### ARTIKEL
================================
Poste restante
Ron Elshout
In en uit het bestiarium
Kan een tekst pretenties hebben? Ja. Door de aard of de vorm kan een tekst aanspraak maken op een bepaalde manier van lezen. Een gedicht doet dat in eerste instantie door zijn vorm: het wit eromheen zegt: lees mij als een gedicht. Er is dan echter nog niet duidelijk om wat voor gedicht het gaat. Soms onthult een dichter in een programmatisch gedicht hoe hij wil dat zijn werk gelezen wordt. Zo schrijft Trijntje Fop (ps. van Kees Stip) in ‘Op een poedel en diens kern’: ‘Ik kietel de taal, mijn beste man / waar deze daar niet tegen kan’, waarmee hij duidelijk maakt dat zijn diergedichten voornamelijk als taalspel gelezen dienen te worden. Een anekdote vertelt dat R.M. Rilke ooit beweerde dat dichters afhankelijk waren van inspiratie. Rodin zou hem daarop geantwoord hebben: ‘Ga maar naar de dierentuin en kijk net zolang naar een dier tot je er over schrijven kan.’ Het verhaal wil dat het bezoek aan de Jardin des Plantes Rilke in 1902 zijn eerste en beroemde gedicht voor Neue gedichte, ‘Der Panther’ Im Jardin des Plantes, Paris, opleverde:
Sein Blick ist vom Vorübergehn der Stäbe
so müd geworden, daß er nichts mehr hält.
Ihm ist, als ob es tausend Stäbe gäbe
und hinter tausend Stäben keine Welt.
Der weiche Gang geschmeidig starker Schritte,
der sich im allerkleinsten Kreise dreht,
ist wie ein Tanz von Kraft um eine Mitte,
in der betäubt ein großer Wille steht.
Nur manchmal schiebt der Vorhang der Pupille
sich Lautlos auf-. Dann geht ein Bild hinein,
geht durch der Glieder angespannte Stille-
und hört im Herzen auf zu sein.
Hoewel het Rilke er in eerste instantie om leek te gaan (in de woorden van vertaler Peter Verstegen) ‘de essende van het gekozen onderwerp verstaanbaar tot uitdrukking te brengen’, is het niet onmogelijk in de panter de dichter of de mens zelf te zien die gevangen zit in ‘een dans van kracht rondom een as / waarin een machtig willen is verstijfd.’ (Verstegen) Het einde, waarin onder meer beschreven wordt hoe een zintuiglijke waarneming ophoudt te bestaan, sterft bijna, is van een ongekende, tragische pracht, en onvertaalbaar. Het geconcentreerde taalgebruik van Rilke geeft zijn Neue gedichte hun raadselachtige vermogen méér te zijn dan de som van hun woorden, waardoor ‘Der Panther’ een evocatie is van het gekooide dier, van te loor gegane kracht, van een dichter op een dood spoor, van de mens die zijn Dionysische krachten moet kooien. Als ze die pretentie hebben, maken ze die ook waar.
================================
### OPDRACHT 1
Wie gaat er in het artikel over ‘Der Panther’ schuil achter het pseudoniem Trijntje Fop?
### OPDRACHT 2
Schrijf het stuk uit het artikel over ‘Der Panther’ letterlijk over, van "Ihm ist, als" tot "auf zu sein.".

### AANGELEVERDE GEGEVENS
================================
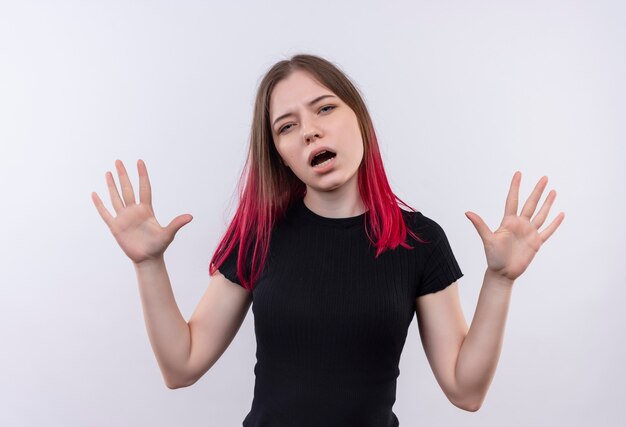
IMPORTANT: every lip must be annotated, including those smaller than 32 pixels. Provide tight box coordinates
[311,156,337,173]
[309,147,337,166]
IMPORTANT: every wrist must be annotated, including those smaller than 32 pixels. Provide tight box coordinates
================================
### VOLLEDIG ANTWOORD 1
Kees Stip.

### VOLLEDIG ANTWOORD 2
Ihm ist, als ob es tausend Stäbe gäbe
und hinter tausend Stäben keine Welt.
Der weiche Gang geschmeidig starker Schritte,
der sich im allerkleinsten Kreise dreht,
ist wie ein Tanz von Kraft um eine Mitte,
in der betäubt ein großer Wille steht.
Nur manchmal schiebt der Vorhang der Pupille
sich Lautlos auf-. Dann geht ein Bild hinein,
geht durch der Glieder angespannte Stille-
und hört im Herzen auf zu sein.